## Stated task:
Turn the lines below into a numbered list, skipping any blank lines and leaving the pictures out.

## Records for the exercise:
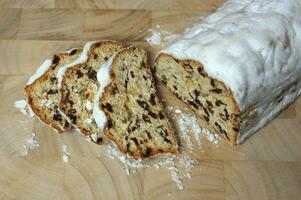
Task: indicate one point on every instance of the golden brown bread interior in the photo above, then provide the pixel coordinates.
(136, 120)
(209, 98)
(79, 87)
(42, 95)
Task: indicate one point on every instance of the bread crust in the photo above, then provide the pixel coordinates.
(233, 137)
(137, 154)
(28, 91)
(73, 69)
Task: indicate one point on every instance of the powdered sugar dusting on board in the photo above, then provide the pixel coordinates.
(30, 145)
(23, 106)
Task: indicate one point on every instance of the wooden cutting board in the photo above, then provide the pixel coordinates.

## Written response:
1. Task: indicate one point on every instance of the golden brown bread interior in the photo above, then provide the pixel coordinates.
2. (136, 120)
3. (209, 98)
4. (79, 87)
5. (42, 95)
6. Task: indicate one point on every instance of the bread crust in the photo above, then provide the pixel coordinates.
7. (233, 137)
8. (137, 154)
9. (28, 91)
10. (73, 69)
11. Task: indicate one point on every instance of the powdered sugar dusting on board in the photo above, then provide the pixel coordinates.
12. (30, 145)
13. (23, 106)
14. Task: indicate one point on every instance of the wooden cutting board in the photo above, then provide the pixel coordinates.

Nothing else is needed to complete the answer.